— start of INPUT MATERIAL —

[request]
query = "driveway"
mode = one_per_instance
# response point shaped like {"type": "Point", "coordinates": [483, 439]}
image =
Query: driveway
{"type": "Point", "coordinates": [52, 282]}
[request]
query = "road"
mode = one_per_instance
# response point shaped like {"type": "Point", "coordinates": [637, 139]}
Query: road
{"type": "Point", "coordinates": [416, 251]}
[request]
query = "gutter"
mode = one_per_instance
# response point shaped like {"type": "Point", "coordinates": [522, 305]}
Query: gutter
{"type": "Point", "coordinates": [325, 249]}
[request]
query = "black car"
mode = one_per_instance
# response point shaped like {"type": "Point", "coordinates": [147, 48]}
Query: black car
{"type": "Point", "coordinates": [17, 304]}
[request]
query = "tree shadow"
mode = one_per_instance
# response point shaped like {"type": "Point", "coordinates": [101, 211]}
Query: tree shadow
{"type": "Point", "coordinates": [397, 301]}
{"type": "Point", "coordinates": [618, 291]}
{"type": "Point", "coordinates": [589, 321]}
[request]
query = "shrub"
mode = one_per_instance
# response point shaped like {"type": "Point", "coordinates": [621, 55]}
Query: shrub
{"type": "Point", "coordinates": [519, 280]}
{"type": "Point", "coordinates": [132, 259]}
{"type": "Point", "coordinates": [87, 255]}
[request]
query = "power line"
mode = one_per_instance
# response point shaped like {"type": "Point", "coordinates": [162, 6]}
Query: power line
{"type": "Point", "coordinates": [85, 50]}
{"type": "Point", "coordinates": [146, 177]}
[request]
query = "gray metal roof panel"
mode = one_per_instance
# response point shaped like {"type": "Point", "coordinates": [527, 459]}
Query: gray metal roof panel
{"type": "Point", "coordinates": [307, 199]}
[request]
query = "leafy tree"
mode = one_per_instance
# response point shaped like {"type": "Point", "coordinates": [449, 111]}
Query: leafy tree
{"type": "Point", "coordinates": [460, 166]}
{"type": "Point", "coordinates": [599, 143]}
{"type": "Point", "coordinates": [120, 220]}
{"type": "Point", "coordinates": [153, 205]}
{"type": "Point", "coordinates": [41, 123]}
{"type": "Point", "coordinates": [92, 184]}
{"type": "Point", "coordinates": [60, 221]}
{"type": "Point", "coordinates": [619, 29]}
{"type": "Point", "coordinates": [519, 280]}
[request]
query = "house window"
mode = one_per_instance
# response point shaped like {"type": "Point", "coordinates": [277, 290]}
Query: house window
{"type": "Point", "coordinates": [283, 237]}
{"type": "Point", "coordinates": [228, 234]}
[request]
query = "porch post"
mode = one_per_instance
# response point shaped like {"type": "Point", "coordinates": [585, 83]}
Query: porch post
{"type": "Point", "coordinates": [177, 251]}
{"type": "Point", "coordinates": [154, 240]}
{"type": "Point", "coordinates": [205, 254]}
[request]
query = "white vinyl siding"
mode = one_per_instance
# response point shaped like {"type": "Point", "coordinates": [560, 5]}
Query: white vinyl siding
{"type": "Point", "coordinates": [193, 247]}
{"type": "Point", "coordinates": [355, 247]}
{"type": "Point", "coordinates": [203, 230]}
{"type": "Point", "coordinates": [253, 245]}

— end of INPUT MATERIAL —

**GOAL**
Each line of the material should be duplicated exactly, please.

**THE OUTPUT**
[request]
query = "driveway"
mode = one_per_instance
# response point shaped like {"type": "Point", "coordinates": [483, 439]}
image =
Query: driveway
{"type": "Point", "coordinates": [52, 282]}
[request]
query = "road"
mode = one_per_instance
# response point shaped like {"type": "Point", "coordinates": [637, 139]}
Query: road
{"type": "Point", "coordinates": [416, 251]}
[request]
query = "gutter"
mode = one_per_instance
# response point shaped like {"type": "Point", "coordinates": [522, 305]}
Query: gutter
{"type": "Point", "coordinates": [325, 249]}
[request]
query = "black car"
mode = one_per_instance
# response point shaped like {"type": "Point", "coordinates": [147, 48]}
Query: black car
{"type": "Point", "coordinates": [17, 304]}
[request]
query = "tree shadow"
mode = one_per_instance
# response point shaped like {"type": "Point", "coordinates": [101, 211]}
Query: tree shadow
{"type": "Point", "coordinates": [397, 301]}
{"type": "Point", "coordinates": [618, 291]}
{"type": "Point", "coordinates": [589, 321]}
[request]
query = "shrub"
mode = one_per_instance
# response point shaped like {"type": "Point", "coordinates": [621, 55]}
Query: shrub
{"type": "Point", "coordinates": [519, 280]}
{"type": "Point", "coordinates": [132, 259]}
{"type": "Point", "coordinates": [87, 255]}
[request]
query = "power line"
mode = one_per_instance
# response point shaped like {"type": "Point", "coordinates": [162, 6]}
Query: power line
{"type": "Point", "coordinates": [85, 50]}
{"type": "Point", "coordinates": [146, 177]}
[request]
query = "gray metal roof panel"
mode = one_per_instance
# response point shaped like {"type": "Point", "coordinates": [527, 459]}
Query: gray metal roof panel
{"type": "Point", "coordinates": [307, 199]}
[request]
query = "leafy tree"
mode = one_per_instance
# response point shaped like {"type": "Point", "coordinates": [449, 111]}
Query: leafy tree
{"type": "Point", "coordinates": [460, 166]}
{"type": "Point", "coordinates": [599, 143]}
{"type": "Point", "coordinates": [120, 220]}
{"type": "Point", "coordinates": [153, 205]}
{"type": "Point", "coordinates": [41, 123]}
{"type": "Point", "coordinates": [92, 184]}
{"type": "Point", "coordinates": [60, 221]}
{"type": "Point", "coordinates": [619, 29]}
{"type": "Point", "coordinates": [519, 280]}
[request]
query = "house window"
mode = one_per_instance
# response point shaped like {"type": "Point", "coordinates": [277, 290]}
Query: house window
{"type": "Point", "coordinates": [283, 237]}
{"type": "Point", "coordinates": [228, 234]}
[request]
query = "porch post"
mode = one_per_instance
# response point shaped like {"type": "Point", "coordinates": [585, 83]}
Query: porch post
{"type": "Point", "coordinates": [177, 251]}
{"type": "Point", "coordinates": [154, 240]}
{"type": "Point", "coordinates": [205, 254]}
[request]
query = "white vinyl siding"
mode = one_per_instance
# response point shaped like {"type": "Point", "coordinates": [560, 5]}
Query: white vinyl siding
{"type": "Point", "coordinates": [193, 247]}
{"type": "Point", "coordinates": [355, 247]}
{"type": "Point", "coordinates": [203, 230]}
{"type": "Point", "coordinates": [253, 245]}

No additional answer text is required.